* _The problem_: Every line that holds the word "bract" needs to be copied from the data below.

Natural language region descriptions
━━━━━━━━━━

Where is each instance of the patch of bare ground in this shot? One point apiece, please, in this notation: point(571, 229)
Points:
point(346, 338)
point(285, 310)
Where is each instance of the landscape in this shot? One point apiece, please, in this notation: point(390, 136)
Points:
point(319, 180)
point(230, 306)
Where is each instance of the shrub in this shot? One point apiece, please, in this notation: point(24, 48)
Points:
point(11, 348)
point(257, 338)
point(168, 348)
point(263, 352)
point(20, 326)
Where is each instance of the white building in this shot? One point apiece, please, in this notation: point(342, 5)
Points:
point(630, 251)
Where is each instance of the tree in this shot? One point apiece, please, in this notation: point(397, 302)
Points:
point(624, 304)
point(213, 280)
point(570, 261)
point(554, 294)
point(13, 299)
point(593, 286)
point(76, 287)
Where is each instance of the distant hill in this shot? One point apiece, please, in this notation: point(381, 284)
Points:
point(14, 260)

━━━━━━━━━━

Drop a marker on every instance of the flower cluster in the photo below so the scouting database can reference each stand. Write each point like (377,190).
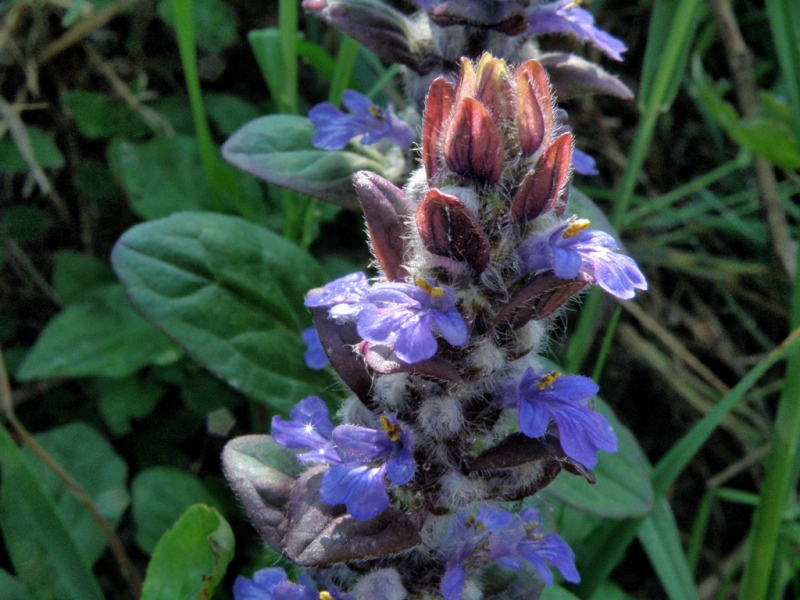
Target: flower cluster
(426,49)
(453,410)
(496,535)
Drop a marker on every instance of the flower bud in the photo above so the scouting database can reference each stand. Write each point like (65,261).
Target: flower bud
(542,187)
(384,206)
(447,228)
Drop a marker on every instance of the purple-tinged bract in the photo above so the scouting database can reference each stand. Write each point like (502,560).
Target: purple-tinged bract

━━━━━━━━━━

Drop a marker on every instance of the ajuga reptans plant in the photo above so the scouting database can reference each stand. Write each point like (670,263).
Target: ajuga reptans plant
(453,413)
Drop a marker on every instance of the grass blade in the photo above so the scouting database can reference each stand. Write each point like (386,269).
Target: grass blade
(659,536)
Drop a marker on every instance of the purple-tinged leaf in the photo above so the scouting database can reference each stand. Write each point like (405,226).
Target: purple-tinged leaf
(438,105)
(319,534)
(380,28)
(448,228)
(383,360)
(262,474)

━━━━━━━━━━

* _Response below_:
Drop a marker on every instance of the purple-tinged bract in the photo above so the scouting database can reference each stand. Write each point like (502,560).
Target: purple-tinged bract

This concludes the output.